He has an official website at www.burtreynolds.com
Honored with the American Cancer Society's Lifetime Achievement Award in 1991.
In September 2009, Reynolds entered an undisclosed treatment center to help him with an addiction to prescription drugs.
In the 1980s, Reynolda co-owned the USFL football team the Tampa Bay Bandits, as well as a NASCAR Winston Cup team.
Reynolds formerly owned the Jupiter Theater, a popular dinner theater in Jupiter, FL, which attracted crowds for shows featuring many of his Hollywood friends. The venue was later sold in the 1990s.
Unfounded AIDS rumors circulated when Reynolds was suffering from temporomandibular-joint disorder in the 1980s. In the early 90s, Reynolds spoke frankly about his severe illnesses, depression, financial troubles, and substance abuse problems during his career low point in the mid- and late 80s.

+++++

§ Task requirements
1. According to the Burt Reynolds trivia above, in what year did he receive the American Cancer Society's Lifetime Achievement Award?
2. Extend the Burt Reynolds trivia above, picking up after its final sentence.

+++++

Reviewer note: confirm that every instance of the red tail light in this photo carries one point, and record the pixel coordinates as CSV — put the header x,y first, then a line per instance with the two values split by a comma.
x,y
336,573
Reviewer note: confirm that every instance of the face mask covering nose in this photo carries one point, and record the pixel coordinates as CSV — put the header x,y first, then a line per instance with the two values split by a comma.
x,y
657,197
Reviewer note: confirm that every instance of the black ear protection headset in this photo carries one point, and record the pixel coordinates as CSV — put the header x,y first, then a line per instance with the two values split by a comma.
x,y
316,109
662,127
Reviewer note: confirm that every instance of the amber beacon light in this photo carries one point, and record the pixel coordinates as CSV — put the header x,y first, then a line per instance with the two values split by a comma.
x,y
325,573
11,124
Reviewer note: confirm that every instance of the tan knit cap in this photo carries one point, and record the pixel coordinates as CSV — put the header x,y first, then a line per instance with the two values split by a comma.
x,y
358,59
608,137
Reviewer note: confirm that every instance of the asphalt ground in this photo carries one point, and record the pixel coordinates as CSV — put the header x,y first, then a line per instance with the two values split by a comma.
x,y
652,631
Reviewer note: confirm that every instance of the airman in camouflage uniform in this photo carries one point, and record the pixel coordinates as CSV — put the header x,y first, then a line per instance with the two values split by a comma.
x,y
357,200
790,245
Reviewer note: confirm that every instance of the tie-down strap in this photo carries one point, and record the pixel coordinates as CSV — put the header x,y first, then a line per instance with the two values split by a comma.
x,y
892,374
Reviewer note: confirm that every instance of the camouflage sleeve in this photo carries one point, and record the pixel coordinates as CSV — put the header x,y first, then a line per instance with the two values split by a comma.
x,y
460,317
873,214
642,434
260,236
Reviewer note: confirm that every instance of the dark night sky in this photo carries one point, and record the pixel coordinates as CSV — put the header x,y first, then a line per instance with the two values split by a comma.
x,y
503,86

+++++

§ Numbered answers
1. 1991

2.
While playing college football, Reynolds tore the cartilage in his knee. He made the injury worse by trying to play again later in the game, and then again in a couple of games late in the season. On Christmas break that year, Reynolds ran his father's car up under a flatbed trailer. The car was wedged under the trailer, and it took rescuers seven and a half hours to remove Reynolds from the wreckage. He had multiple injuries, including his knee, shoulder, some broken ribs, and a ruptured spleen, the last of which was removed in emergency surgery. Both of these injuries officially ended his football career.